** What to work on **
Check every line of the data below for the word "racket". Copy the ones that have it.

** Material shown **
-=-=-
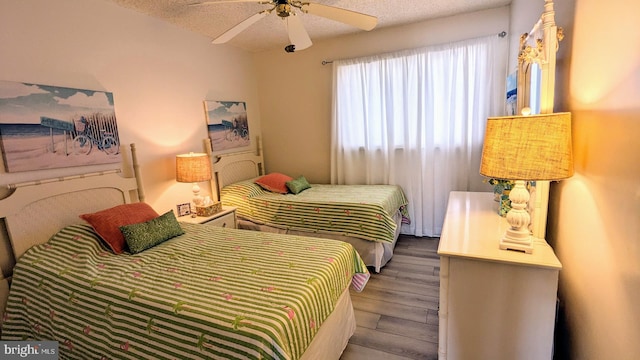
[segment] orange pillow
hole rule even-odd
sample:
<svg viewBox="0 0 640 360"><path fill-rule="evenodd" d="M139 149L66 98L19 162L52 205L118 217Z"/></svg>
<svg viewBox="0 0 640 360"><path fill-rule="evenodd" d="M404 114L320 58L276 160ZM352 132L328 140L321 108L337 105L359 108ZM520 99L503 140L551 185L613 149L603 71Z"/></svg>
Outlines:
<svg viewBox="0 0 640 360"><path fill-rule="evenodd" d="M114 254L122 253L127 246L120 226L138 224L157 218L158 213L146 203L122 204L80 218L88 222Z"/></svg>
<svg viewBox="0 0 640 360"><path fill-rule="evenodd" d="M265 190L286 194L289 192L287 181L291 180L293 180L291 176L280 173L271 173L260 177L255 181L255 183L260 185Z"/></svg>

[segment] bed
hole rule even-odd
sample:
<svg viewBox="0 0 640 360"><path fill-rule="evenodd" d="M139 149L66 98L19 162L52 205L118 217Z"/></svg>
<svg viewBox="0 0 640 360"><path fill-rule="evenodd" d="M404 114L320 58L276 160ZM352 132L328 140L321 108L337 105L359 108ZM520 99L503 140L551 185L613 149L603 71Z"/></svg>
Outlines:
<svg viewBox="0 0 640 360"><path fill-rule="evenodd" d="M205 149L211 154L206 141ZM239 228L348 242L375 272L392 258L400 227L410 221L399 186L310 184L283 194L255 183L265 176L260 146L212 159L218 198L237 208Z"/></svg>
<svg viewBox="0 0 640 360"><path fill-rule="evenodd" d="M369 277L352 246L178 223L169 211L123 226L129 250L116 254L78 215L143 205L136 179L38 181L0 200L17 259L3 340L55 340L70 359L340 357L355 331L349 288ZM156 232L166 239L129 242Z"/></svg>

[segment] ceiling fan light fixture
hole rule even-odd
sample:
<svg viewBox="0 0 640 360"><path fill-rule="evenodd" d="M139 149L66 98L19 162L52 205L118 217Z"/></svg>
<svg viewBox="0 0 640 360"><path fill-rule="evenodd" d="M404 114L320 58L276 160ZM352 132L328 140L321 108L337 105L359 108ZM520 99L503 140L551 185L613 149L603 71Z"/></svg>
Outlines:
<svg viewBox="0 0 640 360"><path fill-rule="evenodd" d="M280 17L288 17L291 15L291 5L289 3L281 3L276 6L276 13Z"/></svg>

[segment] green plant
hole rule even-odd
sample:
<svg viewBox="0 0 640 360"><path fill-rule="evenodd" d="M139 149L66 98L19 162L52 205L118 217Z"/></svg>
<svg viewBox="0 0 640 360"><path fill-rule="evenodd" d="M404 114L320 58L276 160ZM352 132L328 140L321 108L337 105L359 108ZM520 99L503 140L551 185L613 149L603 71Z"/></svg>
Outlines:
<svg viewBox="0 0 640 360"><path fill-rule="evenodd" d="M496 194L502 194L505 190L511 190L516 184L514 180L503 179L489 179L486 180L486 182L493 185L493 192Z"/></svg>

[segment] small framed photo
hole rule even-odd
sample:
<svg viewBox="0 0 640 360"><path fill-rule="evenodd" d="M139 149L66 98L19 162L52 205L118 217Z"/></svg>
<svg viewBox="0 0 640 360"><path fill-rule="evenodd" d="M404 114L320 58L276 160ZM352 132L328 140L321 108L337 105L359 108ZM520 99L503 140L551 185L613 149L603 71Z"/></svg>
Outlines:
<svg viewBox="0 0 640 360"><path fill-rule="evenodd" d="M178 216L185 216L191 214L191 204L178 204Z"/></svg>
-=-=-
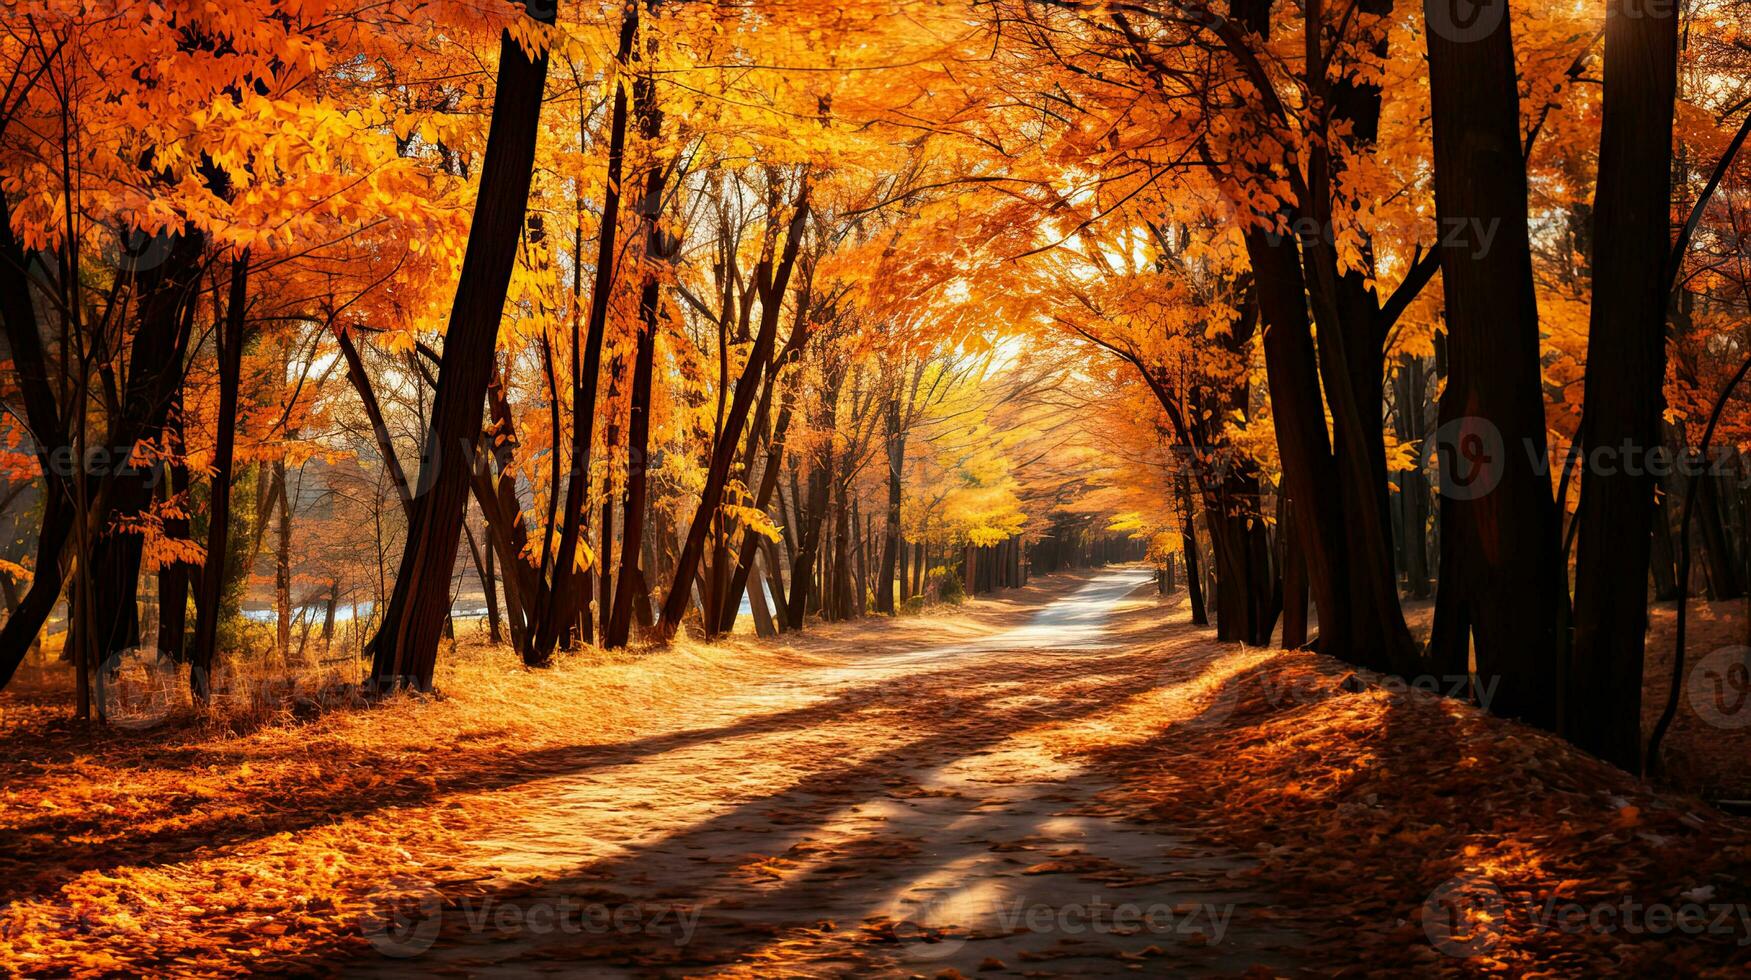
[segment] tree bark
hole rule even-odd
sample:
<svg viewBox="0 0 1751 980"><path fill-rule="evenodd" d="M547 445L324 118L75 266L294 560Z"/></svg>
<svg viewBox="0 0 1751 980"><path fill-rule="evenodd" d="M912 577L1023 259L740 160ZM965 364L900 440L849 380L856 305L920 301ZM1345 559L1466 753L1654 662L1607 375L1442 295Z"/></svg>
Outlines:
-=-=-
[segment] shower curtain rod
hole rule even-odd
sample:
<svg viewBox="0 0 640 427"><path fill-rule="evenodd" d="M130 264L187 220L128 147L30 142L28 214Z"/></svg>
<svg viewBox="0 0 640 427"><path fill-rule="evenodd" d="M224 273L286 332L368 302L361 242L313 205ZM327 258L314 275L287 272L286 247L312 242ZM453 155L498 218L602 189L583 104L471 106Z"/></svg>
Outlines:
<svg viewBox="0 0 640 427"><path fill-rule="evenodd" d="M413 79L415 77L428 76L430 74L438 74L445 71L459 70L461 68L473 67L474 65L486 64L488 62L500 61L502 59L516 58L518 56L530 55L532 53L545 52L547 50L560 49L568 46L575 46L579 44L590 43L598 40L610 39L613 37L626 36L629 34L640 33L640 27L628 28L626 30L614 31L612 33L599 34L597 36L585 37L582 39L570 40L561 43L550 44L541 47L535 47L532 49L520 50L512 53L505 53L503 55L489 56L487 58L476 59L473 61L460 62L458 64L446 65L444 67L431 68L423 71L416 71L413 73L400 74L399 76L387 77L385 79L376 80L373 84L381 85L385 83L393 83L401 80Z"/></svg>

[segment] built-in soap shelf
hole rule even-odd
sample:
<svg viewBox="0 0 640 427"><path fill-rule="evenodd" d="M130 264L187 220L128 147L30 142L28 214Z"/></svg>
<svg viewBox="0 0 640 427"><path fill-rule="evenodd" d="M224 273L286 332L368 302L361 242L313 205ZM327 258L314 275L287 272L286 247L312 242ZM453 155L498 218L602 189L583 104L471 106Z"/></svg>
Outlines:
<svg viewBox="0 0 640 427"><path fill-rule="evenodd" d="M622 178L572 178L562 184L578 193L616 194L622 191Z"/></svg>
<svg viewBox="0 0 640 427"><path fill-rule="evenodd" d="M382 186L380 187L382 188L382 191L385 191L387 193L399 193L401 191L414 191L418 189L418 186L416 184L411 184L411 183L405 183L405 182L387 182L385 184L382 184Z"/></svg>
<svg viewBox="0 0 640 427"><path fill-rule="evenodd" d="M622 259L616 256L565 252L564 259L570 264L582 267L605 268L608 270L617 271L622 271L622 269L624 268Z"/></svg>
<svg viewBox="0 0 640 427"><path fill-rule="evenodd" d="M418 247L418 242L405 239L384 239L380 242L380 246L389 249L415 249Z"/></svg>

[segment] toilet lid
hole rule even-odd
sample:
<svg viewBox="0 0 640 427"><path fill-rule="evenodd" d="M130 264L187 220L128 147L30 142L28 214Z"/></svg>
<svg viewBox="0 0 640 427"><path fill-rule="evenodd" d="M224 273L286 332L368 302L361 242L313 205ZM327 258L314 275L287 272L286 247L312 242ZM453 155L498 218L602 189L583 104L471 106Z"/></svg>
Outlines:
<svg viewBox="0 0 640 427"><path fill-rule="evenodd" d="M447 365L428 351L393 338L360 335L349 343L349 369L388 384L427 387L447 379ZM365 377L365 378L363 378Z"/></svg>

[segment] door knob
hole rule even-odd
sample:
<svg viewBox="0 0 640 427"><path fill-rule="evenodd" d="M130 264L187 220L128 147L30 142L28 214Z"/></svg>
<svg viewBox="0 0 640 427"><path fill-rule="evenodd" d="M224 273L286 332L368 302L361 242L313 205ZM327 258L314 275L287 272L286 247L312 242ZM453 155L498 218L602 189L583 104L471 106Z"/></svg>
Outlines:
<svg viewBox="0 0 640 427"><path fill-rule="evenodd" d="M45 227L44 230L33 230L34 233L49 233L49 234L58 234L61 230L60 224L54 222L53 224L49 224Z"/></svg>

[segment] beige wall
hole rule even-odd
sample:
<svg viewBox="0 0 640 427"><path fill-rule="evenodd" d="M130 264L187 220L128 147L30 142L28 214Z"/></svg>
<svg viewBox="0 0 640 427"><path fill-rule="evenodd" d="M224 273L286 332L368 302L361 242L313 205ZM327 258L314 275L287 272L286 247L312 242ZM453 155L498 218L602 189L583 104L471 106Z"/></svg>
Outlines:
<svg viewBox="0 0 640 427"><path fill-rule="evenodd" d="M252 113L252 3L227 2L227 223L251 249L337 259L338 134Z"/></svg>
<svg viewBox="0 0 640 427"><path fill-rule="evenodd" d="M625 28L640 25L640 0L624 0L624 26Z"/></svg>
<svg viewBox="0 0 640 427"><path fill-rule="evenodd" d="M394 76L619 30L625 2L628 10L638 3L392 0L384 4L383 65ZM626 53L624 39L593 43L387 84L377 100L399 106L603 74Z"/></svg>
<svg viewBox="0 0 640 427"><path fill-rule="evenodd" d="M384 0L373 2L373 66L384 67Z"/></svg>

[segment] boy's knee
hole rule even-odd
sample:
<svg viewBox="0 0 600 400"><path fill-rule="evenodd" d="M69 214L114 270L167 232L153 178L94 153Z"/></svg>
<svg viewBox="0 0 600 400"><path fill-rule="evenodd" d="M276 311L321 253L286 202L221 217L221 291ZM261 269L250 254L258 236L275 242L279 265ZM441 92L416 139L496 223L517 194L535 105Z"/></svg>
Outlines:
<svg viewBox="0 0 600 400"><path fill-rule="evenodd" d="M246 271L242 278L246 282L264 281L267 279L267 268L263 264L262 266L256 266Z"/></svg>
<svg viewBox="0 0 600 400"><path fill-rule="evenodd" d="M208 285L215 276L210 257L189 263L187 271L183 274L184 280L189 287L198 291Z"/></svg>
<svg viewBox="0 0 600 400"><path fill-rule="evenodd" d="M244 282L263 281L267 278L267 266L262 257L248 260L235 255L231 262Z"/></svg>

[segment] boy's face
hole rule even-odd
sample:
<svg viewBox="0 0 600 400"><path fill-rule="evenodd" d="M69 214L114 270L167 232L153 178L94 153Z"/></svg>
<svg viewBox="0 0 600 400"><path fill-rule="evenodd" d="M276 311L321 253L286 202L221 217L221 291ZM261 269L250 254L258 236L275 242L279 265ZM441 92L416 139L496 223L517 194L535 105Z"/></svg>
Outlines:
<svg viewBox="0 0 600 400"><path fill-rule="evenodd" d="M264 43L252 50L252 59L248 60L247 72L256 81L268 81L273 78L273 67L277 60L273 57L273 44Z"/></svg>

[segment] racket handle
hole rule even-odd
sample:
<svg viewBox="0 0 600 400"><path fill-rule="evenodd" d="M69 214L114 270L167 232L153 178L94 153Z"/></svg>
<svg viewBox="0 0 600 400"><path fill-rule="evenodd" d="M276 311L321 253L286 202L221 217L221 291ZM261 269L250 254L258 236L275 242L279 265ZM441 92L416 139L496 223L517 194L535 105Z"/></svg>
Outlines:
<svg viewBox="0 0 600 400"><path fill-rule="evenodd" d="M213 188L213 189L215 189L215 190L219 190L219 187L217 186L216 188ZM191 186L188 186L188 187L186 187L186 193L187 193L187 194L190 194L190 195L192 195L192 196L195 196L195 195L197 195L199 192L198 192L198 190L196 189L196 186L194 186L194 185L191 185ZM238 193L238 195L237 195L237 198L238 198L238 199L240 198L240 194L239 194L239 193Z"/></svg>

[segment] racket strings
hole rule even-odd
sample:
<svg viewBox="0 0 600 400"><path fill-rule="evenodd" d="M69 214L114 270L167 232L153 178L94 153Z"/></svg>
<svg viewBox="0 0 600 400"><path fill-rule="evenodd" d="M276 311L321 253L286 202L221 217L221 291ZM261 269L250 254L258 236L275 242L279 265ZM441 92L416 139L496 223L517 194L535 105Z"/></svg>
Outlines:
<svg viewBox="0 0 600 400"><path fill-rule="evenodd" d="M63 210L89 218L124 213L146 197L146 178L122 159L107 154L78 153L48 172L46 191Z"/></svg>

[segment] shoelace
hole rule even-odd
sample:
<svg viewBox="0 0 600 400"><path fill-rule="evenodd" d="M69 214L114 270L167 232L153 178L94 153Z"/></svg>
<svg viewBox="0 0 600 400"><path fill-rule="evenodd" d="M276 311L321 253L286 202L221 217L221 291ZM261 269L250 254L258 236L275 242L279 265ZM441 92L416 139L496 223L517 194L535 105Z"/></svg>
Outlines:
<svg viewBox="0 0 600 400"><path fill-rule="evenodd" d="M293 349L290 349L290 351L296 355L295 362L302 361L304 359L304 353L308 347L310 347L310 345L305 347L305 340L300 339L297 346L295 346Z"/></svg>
-=-=-
** Result below **
[segment] racket handle
[segment] racket strings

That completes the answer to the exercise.